(Data entries)
^^^^

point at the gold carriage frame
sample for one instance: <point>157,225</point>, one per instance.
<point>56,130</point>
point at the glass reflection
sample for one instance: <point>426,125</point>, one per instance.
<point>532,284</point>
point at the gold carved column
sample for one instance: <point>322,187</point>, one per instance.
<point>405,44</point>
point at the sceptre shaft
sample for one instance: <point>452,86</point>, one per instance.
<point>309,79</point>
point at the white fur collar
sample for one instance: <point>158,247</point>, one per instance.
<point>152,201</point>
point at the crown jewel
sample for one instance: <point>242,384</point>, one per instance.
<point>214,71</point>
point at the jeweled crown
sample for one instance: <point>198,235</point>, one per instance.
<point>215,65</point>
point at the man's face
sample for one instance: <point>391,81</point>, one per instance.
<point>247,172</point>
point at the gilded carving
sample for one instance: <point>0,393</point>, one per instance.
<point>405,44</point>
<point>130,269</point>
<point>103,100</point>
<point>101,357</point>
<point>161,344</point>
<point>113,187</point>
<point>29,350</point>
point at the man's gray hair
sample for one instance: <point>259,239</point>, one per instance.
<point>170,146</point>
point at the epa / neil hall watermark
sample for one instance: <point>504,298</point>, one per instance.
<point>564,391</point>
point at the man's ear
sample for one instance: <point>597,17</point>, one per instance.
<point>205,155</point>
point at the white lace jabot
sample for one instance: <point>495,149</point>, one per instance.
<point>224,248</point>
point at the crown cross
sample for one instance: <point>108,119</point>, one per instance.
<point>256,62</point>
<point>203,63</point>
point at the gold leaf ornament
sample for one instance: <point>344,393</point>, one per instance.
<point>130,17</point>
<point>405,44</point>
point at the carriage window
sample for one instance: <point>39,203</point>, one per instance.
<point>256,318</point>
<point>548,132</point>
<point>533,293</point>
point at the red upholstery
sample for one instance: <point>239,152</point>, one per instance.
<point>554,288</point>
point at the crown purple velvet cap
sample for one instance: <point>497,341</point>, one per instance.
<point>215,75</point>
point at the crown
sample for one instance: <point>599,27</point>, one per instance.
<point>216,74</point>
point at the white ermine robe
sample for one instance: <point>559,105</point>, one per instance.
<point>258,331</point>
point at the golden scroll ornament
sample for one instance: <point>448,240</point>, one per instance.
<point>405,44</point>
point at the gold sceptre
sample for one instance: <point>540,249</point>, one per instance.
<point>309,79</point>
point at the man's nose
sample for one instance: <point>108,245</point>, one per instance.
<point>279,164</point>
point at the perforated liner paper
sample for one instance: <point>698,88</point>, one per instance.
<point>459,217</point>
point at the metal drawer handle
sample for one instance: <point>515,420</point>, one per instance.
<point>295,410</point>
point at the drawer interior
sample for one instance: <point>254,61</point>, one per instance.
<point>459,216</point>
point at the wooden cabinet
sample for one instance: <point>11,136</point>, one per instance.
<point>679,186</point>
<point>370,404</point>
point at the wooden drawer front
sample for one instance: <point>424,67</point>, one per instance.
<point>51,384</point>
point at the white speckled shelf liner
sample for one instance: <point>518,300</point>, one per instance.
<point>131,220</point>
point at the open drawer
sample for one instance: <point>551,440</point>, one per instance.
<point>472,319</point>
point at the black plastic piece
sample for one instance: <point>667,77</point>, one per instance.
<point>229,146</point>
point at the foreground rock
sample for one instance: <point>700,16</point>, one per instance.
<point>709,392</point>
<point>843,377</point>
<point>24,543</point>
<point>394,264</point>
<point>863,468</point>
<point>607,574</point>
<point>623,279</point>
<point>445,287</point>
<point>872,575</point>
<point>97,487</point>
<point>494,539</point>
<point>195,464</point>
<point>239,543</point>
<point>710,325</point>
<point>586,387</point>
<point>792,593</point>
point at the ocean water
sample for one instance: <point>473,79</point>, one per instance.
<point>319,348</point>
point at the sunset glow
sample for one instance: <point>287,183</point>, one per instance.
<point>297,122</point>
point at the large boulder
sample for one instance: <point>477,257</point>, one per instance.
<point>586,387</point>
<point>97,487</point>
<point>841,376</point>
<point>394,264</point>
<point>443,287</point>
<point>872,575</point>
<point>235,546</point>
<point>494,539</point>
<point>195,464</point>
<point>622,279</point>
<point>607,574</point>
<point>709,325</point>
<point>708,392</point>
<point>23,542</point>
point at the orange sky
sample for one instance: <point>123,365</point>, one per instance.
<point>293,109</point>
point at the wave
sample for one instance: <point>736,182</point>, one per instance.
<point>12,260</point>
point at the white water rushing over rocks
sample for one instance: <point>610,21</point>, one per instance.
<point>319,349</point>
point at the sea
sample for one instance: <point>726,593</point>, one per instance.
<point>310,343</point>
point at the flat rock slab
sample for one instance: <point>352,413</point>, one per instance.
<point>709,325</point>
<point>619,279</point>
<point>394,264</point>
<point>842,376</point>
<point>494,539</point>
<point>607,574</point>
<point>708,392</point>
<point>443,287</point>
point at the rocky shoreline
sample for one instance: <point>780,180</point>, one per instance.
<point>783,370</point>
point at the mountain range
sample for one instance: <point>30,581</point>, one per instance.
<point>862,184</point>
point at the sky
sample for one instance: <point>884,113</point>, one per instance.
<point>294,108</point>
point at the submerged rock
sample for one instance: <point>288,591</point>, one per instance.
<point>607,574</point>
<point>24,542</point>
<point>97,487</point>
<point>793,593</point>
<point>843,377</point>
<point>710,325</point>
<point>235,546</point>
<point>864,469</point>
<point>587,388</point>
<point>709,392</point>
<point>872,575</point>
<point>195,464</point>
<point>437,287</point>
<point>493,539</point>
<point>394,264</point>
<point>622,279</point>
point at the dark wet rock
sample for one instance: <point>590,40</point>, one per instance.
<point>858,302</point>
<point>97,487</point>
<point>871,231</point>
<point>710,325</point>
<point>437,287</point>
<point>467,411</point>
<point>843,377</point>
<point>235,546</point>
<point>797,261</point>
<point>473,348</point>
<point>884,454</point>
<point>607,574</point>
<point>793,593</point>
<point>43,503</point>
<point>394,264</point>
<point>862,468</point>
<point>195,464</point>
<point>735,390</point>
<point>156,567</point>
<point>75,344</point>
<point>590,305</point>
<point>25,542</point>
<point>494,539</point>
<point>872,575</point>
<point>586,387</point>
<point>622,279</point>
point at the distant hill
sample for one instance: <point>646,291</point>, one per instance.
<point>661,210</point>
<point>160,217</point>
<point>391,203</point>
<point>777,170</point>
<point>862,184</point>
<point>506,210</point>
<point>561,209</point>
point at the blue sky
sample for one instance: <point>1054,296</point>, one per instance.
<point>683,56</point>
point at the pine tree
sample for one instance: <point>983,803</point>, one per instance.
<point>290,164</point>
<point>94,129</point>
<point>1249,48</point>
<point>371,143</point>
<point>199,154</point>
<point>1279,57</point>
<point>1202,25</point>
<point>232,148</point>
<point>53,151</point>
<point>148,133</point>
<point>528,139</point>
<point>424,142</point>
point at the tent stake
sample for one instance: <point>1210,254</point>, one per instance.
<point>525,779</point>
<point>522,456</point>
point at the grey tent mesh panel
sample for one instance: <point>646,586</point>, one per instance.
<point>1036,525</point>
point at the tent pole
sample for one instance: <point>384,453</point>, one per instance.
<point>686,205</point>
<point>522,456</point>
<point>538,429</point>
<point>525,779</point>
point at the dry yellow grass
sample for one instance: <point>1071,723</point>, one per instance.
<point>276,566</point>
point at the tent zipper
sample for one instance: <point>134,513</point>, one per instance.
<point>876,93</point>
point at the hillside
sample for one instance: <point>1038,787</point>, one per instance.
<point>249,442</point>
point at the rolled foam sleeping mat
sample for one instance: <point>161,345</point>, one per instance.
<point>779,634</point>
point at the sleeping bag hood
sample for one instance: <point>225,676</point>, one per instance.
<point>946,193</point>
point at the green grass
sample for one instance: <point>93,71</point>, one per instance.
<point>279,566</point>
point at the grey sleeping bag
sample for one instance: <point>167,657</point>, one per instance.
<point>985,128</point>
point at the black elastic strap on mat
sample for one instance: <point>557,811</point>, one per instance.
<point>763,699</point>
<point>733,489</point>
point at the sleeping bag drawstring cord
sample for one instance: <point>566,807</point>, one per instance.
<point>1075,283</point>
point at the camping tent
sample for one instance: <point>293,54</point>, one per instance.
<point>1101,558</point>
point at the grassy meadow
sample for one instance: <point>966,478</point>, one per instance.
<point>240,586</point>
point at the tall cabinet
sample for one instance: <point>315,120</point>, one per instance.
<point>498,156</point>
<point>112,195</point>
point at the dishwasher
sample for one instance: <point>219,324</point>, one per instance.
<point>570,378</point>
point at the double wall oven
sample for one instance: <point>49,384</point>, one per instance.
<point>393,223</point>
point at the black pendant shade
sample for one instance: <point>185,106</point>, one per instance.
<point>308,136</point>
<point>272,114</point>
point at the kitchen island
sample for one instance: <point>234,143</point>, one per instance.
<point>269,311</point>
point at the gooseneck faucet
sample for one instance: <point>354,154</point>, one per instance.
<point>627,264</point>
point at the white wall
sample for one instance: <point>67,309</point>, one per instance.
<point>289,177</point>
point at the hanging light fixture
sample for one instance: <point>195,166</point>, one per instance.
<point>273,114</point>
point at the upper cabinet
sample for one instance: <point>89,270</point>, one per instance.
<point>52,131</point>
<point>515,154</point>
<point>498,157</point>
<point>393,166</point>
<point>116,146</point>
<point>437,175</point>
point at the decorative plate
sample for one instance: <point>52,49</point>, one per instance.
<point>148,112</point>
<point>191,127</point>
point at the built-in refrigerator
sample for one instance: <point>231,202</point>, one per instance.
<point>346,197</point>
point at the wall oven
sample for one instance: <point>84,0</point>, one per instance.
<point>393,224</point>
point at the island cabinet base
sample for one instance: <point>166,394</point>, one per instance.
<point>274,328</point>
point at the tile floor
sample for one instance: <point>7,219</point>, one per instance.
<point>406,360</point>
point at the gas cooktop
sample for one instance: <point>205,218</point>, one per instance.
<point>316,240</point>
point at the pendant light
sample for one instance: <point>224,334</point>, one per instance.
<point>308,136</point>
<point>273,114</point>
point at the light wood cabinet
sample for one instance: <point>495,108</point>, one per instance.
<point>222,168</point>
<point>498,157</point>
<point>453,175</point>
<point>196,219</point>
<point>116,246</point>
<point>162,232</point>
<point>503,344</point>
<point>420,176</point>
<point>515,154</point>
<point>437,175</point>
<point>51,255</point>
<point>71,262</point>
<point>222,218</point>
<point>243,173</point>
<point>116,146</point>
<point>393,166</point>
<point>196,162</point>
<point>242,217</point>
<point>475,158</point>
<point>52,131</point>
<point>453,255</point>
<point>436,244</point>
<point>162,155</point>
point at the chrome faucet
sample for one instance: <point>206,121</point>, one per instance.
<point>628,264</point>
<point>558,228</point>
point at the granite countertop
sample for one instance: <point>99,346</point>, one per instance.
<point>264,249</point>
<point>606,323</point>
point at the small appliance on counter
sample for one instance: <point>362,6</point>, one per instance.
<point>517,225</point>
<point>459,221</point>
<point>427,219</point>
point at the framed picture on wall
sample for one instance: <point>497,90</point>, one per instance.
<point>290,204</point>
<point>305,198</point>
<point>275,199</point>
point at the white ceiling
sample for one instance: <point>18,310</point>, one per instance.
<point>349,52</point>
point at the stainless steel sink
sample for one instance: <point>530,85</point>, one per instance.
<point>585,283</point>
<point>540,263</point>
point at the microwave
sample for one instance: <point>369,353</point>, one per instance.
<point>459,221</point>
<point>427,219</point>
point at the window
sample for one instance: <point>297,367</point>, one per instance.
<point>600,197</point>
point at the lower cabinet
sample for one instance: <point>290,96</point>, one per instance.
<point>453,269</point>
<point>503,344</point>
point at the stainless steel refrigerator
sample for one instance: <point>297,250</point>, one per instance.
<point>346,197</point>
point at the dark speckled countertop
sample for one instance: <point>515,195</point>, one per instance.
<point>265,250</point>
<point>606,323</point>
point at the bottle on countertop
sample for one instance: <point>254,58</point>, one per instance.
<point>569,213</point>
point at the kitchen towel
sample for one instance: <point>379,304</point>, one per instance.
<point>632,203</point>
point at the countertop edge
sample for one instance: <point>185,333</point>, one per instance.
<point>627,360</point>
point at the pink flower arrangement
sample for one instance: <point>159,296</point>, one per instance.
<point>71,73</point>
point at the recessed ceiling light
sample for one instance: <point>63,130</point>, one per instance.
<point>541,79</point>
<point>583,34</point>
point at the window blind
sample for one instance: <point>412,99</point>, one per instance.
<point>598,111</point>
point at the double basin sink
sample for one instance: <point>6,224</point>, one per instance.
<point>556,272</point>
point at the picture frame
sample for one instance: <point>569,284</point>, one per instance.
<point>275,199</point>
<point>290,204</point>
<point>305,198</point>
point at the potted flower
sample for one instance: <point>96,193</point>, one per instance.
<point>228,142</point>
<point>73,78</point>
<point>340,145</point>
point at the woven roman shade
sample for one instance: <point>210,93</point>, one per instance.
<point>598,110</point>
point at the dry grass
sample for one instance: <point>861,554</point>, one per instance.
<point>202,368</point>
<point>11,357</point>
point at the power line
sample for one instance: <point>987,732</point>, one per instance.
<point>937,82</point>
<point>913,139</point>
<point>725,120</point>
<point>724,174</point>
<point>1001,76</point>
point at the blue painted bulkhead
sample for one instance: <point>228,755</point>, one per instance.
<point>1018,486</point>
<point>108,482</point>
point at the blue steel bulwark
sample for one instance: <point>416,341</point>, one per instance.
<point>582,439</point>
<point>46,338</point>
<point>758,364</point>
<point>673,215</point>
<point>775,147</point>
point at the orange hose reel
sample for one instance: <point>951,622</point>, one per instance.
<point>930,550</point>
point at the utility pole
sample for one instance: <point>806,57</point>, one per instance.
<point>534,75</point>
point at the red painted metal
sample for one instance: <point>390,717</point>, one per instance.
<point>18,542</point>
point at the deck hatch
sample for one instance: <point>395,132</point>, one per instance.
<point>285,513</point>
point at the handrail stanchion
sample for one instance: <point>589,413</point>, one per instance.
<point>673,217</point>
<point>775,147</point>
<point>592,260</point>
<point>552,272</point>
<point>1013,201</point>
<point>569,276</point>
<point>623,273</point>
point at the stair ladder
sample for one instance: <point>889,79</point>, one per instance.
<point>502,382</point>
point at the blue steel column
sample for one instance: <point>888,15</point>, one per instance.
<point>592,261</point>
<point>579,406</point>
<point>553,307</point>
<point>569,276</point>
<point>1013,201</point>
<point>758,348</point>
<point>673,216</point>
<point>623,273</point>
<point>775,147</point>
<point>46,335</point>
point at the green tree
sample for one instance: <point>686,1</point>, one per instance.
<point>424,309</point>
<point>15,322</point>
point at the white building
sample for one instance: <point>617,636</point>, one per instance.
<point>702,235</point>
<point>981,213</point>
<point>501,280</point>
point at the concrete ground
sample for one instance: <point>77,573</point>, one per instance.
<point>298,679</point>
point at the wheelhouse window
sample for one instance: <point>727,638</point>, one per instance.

^^^^

THE EXERCISE.
Output the lines from the line with "point at the wooden drawer front" to the line with "<point>131,220</point>" verbatim, including both of those lines.

THE RESPONSE.
point at the wooden drawer front
sample for one instance: <point>424,67</point>, one per instance.
<point>51,384</point>
point at the white speckled shelf liner
sample for one instance: <point>518,300</point>, one per instance.
<point>131,220</point>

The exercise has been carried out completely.